◆ **ACTION ITEM**:
In the records below, find each line that holds "query" and return it.

◆ **DATA TO PROCESS**:
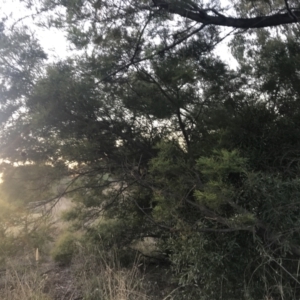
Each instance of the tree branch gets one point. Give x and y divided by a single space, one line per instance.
201 16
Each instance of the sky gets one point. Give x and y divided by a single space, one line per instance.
54 42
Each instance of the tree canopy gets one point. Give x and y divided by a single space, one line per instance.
160 137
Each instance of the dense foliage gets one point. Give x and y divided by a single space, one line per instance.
159 137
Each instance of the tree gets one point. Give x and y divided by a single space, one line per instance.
159 137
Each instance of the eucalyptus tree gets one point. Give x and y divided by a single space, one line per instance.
162 138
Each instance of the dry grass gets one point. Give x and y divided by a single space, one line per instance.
101 277
22 283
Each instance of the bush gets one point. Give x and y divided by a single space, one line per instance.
65 248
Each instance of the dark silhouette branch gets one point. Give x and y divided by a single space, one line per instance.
199 15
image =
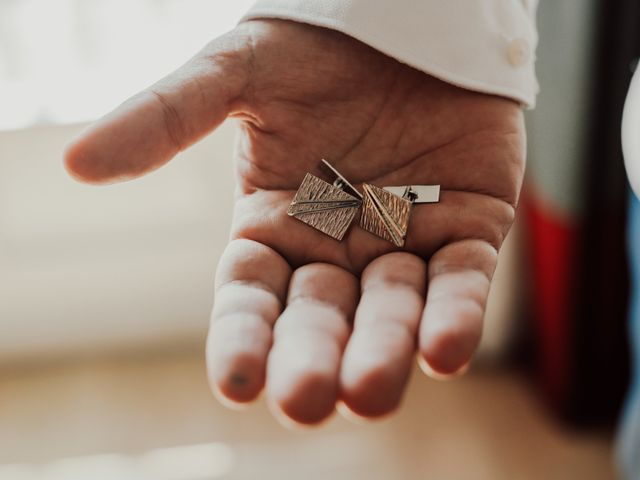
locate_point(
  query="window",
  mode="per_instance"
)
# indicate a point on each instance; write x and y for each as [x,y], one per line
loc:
[68,61]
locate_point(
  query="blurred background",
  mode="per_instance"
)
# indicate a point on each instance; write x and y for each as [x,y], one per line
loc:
[105,292]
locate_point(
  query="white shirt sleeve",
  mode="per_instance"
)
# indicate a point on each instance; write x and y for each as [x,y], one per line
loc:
[482,45]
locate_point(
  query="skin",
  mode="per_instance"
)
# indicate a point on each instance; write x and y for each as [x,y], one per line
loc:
[315,321]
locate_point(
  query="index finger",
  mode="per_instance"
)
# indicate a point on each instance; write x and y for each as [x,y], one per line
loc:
[251,288]
[451,326]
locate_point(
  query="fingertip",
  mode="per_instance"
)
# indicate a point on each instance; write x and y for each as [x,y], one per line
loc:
[446,349]
[308,400]
[74,158]
[372,391]
[241,380]
[436,375]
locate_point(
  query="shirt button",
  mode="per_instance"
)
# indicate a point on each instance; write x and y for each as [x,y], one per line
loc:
[518,52]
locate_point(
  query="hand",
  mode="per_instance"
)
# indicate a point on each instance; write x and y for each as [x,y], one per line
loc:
[316,320]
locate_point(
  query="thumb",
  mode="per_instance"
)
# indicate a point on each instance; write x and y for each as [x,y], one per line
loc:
[150,128]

◆ **TASK ANSWER**:
  query="window",
  query="blurred background",
  query="white shirt sleeve",
  query="skin",
  query="index finger",
  query="fingertip",
  query="shirt button",
  query="hand",
  query="thumb",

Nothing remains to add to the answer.